### The task
Switch "green grass" to "lush grass" in the rows from the line with "Provide the mask of every instance of the wood grain" to the line with "[[0,222],[0,236],[19,234],[25,232],[25,222],[15,217]]", leaving everything else unchanged. Omit the pictures from your answer.

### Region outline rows
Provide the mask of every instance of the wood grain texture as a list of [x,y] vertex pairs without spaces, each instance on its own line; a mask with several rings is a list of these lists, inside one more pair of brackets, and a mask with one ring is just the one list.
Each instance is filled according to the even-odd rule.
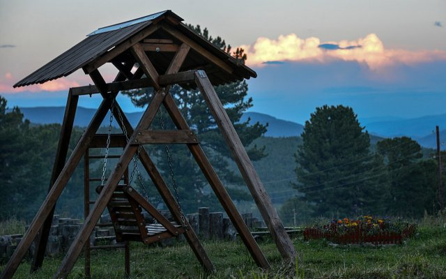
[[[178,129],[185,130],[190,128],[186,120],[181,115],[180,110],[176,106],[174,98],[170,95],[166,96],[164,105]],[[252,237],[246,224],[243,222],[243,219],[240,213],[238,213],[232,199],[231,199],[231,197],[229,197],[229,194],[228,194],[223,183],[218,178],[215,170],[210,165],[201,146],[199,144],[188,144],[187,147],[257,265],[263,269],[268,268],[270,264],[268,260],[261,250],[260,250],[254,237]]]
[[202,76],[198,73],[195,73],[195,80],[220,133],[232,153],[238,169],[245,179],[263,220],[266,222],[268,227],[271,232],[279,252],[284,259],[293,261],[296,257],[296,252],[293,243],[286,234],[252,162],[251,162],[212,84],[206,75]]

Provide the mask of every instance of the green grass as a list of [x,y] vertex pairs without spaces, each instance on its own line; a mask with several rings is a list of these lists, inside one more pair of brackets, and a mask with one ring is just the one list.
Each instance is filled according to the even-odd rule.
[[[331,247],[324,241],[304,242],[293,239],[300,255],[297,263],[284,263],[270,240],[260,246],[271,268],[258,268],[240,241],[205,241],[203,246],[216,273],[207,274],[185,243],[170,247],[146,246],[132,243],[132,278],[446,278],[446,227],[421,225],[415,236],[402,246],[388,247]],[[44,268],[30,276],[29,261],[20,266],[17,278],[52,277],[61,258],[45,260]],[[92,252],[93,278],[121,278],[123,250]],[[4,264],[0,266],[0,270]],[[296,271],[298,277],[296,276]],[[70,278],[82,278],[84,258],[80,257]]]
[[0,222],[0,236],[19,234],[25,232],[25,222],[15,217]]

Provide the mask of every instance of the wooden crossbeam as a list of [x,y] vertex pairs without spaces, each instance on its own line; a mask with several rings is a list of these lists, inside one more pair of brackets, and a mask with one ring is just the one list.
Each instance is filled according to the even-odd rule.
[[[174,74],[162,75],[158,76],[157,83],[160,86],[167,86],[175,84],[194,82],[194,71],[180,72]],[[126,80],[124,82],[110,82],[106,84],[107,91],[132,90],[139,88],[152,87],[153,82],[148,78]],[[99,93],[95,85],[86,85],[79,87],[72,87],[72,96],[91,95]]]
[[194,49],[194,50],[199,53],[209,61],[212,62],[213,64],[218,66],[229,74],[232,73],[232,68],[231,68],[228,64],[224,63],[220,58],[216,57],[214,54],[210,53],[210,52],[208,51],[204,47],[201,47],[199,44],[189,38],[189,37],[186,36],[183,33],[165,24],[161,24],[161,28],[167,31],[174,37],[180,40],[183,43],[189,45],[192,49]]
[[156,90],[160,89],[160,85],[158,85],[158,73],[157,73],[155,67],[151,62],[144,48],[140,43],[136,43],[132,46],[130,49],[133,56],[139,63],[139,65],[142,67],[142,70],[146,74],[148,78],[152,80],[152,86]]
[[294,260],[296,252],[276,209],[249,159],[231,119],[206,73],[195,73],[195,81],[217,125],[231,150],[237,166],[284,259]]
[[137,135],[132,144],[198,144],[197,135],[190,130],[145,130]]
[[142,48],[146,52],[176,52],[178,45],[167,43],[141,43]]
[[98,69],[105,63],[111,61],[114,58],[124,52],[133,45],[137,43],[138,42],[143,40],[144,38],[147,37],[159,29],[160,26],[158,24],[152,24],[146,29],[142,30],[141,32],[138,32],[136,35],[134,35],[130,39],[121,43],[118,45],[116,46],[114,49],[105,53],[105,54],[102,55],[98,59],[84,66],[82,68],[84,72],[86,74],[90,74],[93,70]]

---

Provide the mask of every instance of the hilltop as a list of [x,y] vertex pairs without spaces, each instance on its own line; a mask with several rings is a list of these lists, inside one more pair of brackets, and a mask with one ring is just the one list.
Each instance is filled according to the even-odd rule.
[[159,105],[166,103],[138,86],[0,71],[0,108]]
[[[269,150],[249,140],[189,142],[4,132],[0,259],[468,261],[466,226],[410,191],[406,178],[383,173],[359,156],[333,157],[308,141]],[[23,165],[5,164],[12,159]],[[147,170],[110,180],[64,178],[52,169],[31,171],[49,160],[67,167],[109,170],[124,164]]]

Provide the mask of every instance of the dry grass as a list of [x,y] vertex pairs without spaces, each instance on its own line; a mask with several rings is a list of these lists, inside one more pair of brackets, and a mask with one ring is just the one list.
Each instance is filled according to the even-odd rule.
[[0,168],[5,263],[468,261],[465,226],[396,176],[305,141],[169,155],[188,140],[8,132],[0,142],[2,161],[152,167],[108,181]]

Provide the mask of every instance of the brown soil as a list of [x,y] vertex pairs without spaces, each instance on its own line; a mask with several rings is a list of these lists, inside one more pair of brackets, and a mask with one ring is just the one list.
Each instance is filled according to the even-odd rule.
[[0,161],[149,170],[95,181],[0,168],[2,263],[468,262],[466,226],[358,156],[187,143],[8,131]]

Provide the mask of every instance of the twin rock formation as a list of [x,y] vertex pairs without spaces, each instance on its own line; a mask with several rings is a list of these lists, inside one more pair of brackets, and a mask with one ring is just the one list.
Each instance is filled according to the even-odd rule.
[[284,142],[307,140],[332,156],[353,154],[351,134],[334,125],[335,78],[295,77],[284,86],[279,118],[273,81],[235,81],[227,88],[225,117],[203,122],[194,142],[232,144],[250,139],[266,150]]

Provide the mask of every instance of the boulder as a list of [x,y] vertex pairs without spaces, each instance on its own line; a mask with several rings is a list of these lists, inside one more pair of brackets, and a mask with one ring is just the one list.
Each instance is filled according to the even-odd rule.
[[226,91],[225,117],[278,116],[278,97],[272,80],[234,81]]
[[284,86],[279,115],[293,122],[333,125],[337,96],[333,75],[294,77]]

### Problem solution
Provide the mask of every instance of the wood grain texture as a list of [x,y] vertex pairs without spaces, each instance on its own line; a mask with several rings is a list of these lists, inside one more pair of brackets, and a mask with one ring is just the one list.
Each instance is filled according to the even-odd rule.
[[[178,129],[185,130],[190,128],[186,120],[181,115],[180,110],[176,106],[174,98],[170,95],[166,96],[164,105]],[[252,237],[246,224],[243,222],[243,219],[240,213],[238,213],[232,199],[231,199],[231,197],[229,197],[229,194],[228,194],[223,183],[218,178],[215,170],[210,165],[201,146],[199,144],[188,144],[187,147],[257,265],[263,269],[268,268],[270,264],[268,260],[261,250],[260,250],[254,237]]]
[[202,76],[198,73],[195,73],[195,80],[220,133],[232,153],[238,169],[245,179],[263,220],[266,222],[268,227],[271,232],[279,252],[284,259],[293,261],[296,257],[296,252],[293,243],[286,234],[252,162],[251,162],[212,84],[206,75]]

Provide the mask of every instance of the lush grass as a list of [x,y] vertex pairs without spaces, each instance on its own line; a mask with several rings is a list of these lists, inside one more pair of brackets, and a mask with one ring is just the one list.
Each instance is filled according to the even-odd rule.
[[[331,247],[324,241],[304,242],[293,239],[300,255],[297,263],[284,263],[270,240],[260,246],[271,268],[258,268],[240,241],[205,241],[203,246],[216,273],[207,274],[185,243],[170,247],[146,246],[132,243],[132,278],[446,278],[446,227],[421,225],[415,236],[402,246],[388,247]],[[44,268],[30,276],[29,261],[20,266],[17,278],[52,277],[61,258],[45,260]],[[92,252],[93,278],[121,278],[123,250]],[[4,264],[0,266],[0,270]],[[296,271],[298,277],[296,276]],[[70,278],[82,278],[84,258],[80,257]]]
[[0,222],[0,236],[19,234],[25,232],[25,222],[15,217]]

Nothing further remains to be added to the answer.